(Natural-language object grounding data)
· · · · ·
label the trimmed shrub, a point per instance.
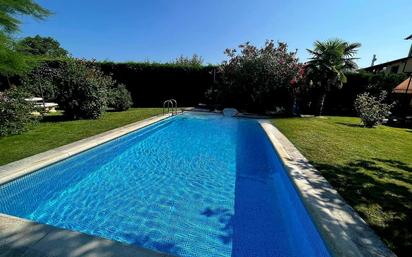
(372, 110)
(120, 98)
(82, 89)
(15, 112)
(340, 101)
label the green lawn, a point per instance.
(371, 169)
(54, 131)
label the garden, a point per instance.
(368, 163)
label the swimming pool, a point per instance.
(192, 185)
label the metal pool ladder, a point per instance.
(170, 105)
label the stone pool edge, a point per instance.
(345, 233)
(17, 169)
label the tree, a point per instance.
(82, 89)
(43, 46)
(11, 61)
(195, 60)
(328, 64)
(258, 79)
(9, 9)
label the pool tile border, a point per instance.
(30, 164)
(345, 233)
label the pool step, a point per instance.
(23, 238)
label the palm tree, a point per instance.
(328, 63)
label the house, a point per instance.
(402, 65)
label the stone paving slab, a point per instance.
(345, 233)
· · · · ·
● Work item: Without including any picture, restate every entry above exactly.

● Written response:
label the trimmed shrub, a point per instance.
(372, 110)
(120, 98)
(82, 89)
(15, 112)
(340, 101)
label the green lawn, a point per instance.
(371, 169)
(54, 131)
label the garden, a point per instance.
(368, 163)
label the swimming pool, a point per instance.
(192, 185)
label the metal pool ladder, a point per instance.
(170, 105)
label the stone pool edge, a point per instance.
(345, 233)
(17, 169)
label the tree, a point per instance.
(82, 89)
(43, 46)
(11, 61)
(195, 60)
(328, 64)
(258, 79)
(9, 9)
label the pool tile border, a point per instance.
(30, 164)
(345, 233)
label the pool step, a point per instance.
(23, 238)
label the palm tree, a point per instance.
(328, 63)
label the house, a point per instance.
(402, 65)
label the stone paving slab, a point per instance.
(345, 233)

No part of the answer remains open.